■ **O QUE FAZER**
(1) Extraia do trecho a parte que começa em "14 Estas perguntas estão" e termina em "(FAO/DTPN, 2005: 13).", sem alterar nada.
(2) Responda com base no trecho:
(a) Em que país representantes das ONGs da Coalizão Internacional para Acesso à Terra participaram da organização das oficinas?
(b) De que ano é a obra de Claude Lefort citada?
(c) Segundo a citação da FAO/DTPN, o que é necessário para que o processo seja facilmente compreendido?

■ **TRECHO DO TEXTO**
┄┄┄┄┄┄

13 Na Venezuela, representantes das ONGs da Coalizão Internacional para Acesso à Terra (ILC) participaram da organização dessas oficinas.

14 Estas perguntas estão inspiradas nas discussões postas por Claude Lefort (2000) acerca dos organismos internacionais e suas atuações.  

15 Sobre os processos de governança territorial como “articulação de atores sociais, económicos e institucionais em redes de poder socioterritorial”, ver: Dallabrida, 2015.

16 “É necessária simplicidade e uma modalidade prática para que o processo seja facilmente compreendido e para se permitir uma implicação direta dos atores em cada fase” (FAO/DTPN, 2005: 13).

┄┄┄┄┄┄

■ **Entradas do conjunto de dados**
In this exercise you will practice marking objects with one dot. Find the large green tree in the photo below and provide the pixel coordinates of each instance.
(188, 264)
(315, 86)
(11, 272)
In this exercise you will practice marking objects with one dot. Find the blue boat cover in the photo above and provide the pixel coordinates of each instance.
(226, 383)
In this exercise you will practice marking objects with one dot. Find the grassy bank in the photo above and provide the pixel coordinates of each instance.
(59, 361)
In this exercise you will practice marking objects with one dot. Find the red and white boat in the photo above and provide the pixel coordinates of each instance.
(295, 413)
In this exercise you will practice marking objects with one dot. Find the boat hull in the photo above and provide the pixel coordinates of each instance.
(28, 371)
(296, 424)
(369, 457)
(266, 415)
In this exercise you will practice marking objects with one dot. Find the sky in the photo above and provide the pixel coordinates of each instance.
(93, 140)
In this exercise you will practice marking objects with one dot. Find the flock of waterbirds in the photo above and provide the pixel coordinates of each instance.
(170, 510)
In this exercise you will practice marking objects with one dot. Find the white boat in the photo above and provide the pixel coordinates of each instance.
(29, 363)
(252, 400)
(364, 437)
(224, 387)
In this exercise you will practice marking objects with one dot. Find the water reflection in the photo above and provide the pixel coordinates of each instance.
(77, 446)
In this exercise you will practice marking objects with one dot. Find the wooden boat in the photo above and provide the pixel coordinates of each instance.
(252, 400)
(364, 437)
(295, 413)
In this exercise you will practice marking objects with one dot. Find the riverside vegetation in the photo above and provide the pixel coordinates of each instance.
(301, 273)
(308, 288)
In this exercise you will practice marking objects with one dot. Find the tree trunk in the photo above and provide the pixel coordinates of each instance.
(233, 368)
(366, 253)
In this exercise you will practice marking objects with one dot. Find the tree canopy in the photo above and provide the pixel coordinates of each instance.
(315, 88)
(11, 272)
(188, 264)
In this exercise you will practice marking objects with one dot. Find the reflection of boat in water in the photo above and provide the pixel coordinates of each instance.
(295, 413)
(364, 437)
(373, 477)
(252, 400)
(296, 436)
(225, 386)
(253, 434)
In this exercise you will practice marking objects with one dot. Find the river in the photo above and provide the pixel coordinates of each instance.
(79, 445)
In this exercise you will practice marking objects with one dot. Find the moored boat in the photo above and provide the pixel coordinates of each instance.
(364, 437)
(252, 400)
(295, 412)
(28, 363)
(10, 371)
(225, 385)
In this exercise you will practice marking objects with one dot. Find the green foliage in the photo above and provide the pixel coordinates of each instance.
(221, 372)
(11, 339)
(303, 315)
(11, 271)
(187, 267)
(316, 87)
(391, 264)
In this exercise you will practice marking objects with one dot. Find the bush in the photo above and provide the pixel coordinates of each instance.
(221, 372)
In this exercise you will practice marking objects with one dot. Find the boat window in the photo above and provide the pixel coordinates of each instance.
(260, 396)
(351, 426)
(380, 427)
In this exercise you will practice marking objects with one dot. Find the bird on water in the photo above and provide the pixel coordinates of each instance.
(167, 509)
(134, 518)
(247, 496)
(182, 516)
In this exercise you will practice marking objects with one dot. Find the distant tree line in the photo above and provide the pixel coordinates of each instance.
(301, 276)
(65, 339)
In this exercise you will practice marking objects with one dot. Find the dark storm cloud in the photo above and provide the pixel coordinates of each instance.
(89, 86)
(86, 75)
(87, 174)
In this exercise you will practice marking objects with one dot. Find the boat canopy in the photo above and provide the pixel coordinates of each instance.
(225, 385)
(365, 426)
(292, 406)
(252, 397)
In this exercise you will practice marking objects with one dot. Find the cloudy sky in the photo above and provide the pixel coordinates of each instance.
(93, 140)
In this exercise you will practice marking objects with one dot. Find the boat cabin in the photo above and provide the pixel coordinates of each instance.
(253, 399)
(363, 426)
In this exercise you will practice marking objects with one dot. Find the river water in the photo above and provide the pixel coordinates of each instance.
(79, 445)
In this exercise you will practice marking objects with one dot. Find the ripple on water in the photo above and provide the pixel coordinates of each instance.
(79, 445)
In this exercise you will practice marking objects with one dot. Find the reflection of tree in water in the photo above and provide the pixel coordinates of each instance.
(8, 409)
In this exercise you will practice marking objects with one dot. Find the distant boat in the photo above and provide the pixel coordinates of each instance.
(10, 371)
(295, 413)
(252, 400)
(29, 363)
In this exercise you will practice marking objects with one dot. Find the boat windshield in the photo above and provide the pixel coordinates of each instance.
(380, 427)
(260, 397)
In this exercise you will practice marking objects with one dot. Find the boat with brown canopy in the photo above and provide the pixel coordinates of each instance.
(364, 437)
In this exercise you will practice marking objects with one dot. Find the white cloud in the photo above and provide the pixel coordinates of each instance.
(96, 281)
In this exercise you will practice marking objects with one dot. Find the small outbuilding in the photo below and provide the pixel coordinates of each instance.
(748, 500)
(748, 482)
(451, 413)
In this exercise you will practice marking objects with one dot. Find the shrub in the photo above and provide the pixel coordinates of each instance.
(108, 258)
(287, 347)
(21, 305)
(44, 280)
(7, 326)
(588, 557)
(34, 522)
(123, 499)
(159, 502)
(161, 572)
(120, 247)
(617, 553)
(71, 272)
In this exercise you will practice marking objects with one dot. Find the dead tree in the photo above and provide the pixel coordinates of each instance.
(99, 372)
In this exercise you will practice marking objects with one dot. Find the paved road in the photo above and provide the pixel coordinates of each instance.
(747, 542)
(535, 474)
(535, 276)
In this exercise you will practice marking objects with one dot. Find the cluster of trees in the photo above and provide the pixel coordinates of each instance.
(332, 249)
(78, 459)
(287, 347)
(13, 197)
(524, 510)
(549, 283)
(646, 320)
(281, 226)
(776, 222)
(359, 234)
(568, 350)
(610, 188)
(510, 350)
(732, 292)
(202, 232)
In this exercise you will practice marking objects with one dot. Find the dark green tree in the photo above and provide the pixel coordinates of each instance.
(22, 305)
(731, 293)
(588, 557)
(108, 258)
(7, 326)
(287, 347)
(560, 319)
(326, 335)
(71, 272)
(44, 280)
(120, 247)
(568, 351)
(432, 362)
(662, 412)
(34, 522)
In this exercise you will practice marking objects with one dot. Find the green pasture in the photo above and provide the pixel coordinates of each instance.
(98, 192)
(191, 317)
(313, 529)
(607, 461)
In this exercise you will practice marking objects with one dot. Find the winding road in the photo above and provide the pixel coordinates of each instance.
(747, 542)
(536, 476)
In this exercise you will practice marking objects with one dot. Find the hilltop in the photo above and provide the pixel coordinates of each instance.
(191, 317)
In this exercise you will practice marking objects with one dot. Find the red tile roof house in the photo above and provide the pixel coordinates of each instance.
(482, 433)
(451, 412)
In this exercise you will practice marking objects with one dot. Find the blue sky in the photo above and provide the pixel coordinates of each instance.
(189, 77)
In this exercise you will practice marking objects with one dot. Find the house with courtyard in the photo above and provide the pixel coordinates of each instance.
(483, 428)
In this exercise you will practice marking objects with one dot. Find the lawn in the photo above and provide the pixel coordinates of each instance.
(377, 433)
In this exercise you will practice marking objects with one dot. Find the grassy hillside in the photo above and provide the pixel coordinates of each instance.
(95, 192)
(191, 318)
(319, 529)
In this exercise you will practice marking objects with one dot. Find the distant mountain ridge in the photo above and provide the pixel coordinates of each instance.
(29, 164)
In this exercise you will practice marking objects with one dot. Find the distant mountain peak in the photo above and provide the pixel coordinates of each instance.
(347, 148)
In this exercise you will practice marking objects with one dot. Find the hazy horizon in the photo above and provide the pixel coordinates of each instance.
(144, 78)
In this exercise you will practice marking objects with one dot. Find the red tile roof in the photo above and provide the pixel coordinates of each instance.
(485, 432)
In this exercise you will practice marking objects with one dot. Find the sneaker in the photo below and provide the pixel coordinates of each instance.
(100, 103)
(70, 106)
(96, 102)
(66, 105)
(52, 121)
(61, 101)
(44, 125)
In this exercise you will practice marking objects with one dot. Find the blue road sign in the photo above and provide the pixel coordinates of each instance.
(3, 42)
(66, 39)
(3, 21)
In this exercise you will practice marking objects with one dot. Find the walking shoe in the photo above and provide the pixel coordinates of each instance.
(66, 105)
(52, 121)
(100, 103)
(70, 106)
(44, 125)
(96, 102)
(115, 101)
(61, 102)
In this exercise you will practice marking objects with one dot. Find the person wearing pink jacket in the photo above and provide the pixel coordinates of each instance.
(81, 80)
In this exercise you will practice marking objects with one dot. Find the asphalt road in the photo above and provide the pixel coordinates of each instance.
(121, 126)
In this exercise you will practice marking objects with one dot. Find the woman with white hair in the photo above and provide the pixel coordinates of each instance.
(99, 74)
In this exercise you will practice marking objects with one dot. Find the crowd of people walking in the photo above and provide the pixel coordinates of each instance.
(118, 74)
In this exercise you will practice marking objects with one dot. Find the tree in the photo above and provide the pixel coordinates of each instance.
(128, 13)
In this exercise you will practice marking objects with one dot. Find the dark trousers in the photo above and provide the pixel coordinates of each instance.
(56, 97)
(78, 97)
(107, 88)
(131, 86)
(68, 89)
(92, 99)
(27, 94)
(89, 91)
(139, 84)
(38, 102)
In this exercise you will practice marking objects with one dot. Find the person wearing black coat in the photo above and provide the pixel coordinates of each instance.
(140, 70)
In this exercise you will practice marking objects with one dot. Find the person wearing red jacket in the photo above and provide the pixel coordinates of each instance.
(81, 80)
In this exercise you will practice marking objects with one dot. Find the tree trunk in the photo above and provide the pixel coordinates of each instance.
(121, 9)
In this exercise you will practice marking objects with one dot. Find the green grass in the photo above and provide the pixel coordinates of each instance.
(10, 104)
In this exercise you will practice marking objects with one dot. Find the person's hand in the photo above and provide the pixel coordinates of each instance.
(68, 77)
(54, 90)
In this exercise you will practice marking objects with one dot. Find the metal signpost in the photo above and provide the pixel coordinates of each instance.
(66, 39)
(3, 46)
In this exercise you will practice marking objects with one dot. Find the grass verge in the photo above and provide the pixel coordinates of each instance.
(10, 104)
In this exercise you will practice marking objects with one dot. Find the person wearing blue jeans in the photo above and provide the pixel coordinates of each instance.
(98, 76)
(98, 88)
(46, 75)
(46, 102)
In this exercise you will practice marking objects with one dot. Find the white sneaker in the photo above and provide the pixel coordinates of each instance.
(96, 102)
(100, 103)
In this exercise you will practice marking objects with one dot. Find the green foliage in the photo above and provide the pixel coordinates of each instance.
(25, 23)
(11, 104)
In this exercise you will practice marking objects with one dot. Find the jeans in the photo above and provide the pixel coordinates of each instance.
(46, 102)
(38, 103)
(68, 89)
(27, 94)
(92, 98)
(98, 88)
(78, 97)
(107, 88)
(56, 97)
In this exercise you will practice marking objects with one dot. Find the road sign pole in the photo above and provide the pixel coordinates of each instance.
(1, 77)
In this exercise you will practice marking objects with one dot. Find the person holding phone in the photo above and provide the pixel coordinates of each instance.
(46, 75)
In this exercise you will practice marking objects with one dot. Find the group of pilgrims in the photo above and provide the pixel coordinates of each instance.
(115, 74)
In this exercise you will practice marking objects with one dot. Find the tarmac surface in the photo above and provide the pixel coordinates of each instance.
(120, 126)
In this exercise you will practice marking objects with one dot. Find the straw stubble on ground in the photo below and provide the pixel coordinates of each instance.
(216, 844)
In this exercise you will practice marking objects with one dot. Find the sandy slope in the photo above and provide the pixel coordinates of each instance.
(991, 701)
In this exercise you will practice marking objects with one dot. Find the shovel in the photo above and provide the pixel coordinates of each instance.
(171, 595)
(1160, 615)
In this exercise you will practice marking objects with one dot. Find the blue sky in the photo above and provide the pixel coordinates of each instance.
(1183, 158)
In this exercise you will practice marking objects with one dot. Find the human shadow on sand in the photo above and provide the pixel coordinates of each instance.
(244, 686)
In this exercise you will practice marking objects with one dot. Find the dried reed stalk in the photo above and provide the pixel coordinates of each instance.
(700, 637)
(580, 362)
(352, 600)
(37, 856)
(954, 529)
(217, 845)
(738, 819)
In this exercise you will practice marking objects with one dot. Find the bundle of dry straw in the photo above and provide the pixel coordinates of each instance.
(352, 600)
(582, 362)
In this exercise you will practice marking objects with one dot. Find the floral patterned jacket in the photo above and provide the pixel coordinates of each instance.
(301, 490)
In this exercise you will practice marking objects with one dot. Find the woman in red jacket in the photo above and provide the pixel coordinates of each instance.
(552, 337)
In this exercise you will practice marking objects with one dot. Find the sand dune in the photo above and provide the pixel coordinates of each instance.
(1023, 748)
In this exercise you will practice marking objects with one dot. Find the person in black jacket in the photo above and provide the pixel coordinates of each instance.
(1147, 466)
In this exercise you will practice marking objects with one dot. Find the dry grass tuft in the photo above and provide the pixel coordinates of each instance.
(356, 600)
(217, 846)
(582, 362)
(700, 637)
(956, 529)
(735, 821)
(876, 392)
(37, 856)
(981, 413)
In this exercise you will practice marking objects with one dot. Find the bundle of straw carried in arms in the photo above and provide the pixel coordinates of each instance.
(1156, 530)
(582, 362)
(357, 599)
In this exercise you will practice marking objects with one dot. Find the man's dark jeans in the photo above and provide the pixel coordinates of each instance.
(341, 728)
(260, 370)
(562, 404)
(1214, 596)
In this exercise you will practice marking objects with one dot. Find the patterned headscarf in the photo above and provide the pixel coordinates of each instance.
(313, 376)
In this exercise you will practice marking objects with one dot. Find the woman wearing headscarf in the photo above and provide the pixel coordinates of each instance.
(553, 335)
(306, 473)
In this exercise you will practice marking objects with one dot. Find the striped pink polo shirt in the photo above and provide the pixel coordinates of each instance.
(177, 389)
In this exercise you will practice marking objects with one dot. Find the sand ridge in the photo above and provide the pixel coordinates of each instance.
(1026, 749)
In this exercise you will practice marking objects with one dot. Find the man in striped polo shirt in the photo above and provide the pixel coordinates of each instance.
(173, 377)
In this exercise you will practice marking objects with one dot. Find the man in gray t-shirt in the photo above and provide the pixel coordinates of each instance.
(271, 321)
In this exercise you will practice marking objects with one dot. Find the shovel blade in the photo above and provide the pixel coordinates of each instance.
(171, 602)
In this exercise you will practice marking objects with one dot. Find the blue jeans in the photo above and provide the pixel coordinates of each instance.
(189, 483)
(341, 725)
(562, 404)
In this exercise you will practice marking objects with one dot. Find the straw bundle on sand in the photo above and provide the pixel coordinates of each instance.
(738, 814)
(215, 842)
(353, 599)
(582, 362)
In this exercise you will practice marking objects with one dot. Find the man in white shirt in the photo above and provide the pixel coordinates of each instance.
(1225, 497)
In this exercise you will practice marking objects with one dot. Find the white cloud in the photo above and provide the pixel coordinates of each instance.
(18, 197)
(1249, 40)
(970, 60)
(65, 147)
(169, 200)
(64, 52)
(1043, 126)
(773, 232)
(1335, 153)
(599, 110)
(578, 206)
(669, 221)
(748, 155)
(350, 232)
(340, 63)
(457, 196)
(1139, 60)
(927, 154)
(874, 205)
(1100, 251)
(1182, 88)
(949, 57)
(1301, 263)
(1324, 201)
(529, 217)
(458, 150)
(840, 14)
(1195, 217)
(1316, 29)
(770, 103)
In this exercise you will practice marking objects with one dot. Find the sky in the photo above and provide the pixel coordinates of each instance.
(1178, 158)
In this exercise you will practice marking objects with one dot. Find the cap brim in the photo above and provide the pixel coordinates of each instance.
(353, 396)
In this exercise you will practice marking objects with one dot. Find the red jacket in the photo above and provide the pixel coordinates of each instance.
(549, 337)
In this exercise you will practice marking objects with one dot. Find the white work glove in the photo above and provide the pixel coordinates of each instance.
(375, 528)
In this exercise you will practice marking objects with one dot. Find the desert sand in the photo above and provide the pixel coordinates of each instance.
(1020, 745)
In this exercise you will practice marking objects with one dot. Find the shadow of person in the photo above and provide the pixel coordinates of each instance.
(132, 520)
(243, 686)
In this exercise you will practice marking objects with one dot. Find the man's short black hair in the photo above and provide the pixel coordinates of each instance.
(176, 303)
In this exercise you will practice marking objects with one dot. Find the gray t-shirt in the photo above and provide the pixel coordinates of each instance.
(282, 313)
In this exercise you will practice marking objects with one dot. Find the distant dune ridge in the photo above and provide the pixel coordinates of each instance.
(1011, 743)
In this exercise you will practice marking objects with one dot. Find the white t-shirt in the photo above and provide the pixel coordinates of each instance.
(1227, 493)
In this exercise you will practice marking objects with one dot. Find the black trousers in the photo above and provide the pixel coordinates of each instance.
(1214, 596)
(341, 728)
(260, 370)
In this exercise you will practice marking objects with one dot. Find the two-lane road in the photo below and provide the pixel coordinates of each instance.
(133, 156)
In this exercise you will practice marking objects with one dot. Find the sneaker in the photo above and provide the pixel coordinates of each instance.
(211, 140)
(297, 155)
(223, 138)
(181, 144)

┄┄┄┄┄┄

■ **RESPOSTAS DAS TAREFAS**
(1)
14 Estas perguntas estão inspiradas nas discussões postas por Claude Lefort (2000) acerca dos organismos internacionais e suas atuações.  

15 Sobre os processos de governança territorial como “articulação de atores sociais, económicos e institucionais em redes de poder socioterritorial”, ver: Dallabrida, 2015.

16 “É necessária simplicidade e uma modalidade prática para que o processo seja facilmente compreendido e para se permitir uma implicação direta dos atores em cada fase” (FAO/DTPN, 2005: 13).

(2)
(a) Eles participaram na Venezuela.
(b) A obra é de 2000.
(c) São necessárias simplicidade e uma modalidade prática.